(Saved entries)
--- START ---

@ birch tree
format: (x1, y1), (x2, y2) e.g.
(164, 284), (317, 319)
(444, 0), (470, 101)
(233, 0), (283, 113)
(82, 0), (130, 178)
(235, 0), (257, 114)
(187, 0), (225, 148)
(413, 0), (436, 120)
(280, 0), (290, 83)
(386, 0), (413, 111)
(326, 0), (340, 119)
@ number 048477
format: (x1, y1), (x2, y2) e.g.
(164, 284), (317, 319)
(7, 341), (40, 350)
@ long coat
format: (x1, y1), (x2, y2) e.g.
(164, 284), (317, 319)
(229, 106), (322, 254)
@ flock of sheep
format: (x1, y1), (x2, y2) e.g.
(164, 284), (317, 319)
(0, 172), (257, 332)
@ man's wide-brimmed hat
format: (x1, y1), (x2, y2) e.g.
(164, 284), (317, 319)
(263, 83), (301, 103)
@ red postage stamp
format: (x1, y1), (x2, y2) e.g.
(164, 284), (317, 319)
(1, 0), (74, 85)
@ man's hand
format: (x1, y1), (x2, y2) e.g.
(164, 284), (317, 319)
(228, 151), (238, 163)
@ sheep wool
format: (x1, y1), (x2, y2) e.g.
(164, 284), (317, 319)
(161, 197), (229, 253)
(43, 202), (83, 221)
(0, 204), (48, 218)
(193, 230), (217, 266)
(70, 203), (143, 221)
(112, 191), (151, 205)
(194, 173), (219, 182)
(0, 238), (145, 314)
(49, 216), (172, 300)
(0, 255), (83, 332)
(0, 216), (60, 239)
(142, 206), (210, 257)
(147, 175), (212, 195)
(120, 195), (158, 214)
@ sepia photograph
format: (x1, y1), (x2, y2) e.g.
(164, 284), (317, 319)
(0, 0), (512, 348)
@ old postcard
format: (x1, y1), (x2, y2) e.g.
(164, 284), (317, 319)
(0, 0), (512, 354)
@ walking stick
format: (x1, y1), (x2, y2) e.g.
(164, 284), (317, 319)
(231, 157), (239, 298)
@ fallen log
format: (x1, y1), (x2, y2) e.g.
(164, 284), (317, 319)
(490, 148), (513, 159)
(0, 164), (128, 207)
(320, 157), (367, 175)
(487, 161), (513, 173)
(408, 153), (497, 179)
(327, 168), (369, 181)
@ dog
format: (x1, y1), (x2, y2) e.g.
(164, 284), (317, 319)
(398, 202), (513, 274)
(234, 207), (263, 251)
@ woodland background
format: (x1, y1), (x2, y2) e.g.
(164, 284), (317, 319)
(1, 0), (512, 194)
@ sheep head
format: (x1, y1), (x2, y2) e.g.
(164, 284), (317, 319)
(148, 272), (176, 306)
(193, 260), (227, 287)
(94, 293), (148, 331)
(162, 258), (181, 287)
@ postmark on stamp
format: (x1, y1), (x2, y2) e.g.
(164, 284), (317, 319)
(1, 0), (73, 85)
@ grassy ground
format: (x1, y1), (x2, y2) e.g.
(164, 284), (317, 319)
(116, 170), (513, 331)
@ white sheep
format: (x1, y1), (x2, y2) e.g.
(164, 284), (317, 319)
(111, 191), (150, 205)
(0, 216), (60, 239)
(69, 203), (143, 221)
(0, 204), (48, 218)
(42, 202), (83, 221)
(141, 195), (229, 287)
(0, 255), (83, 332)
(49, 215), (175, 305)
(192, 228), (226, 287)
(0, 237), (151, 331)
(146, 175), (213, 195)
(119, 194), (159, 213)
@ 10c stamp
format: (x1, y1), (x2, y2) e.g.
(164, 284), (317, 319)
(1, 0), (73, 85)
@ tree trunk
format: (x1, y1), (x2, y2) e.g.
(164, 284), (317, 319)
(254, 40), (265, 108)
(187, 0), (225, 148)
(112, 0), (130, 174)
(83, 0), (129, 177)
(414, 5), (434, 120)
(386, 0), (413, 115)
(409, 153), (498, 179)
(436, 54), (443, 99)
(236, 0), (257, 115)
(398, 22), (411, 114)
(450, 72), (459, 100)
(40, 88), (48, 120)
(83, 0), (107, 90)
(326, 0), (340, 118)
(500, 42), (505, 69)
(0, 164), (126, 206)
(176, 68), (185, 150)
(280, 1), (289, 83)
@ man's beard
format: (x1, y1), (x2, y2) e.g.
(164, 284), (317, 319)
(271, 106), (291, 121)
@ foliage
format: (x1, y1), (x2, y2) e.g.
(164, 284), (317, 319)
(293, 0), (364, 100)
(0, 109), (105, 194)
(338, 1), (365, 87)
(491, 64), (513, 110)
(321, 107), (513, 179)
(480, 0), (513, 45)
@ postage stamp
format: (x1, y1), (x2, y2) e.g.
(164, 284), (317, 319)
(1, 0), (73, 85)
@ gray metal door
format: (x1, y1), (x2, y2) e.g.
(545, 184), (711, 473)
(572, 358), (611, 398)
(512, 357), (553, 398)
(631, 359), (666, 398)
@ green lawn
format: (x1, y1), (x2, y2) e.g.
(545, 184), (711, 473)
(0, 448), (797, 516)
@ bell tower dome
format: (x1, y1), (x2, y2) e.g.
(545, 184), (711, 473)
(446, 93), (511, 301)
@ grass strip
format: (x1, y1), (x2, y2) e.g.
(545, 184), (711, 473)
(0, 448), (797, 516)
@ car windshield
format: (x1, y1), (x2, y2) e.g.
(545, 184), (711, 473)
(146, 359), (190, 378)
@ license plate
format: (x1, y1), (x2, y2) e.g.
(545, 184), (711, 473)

--- END ---

Copy out each line of the data that holds the string "sheep".

_Answer below_:
@ flock of sheep
@ sheep wool
@ sheep head
@ white sheep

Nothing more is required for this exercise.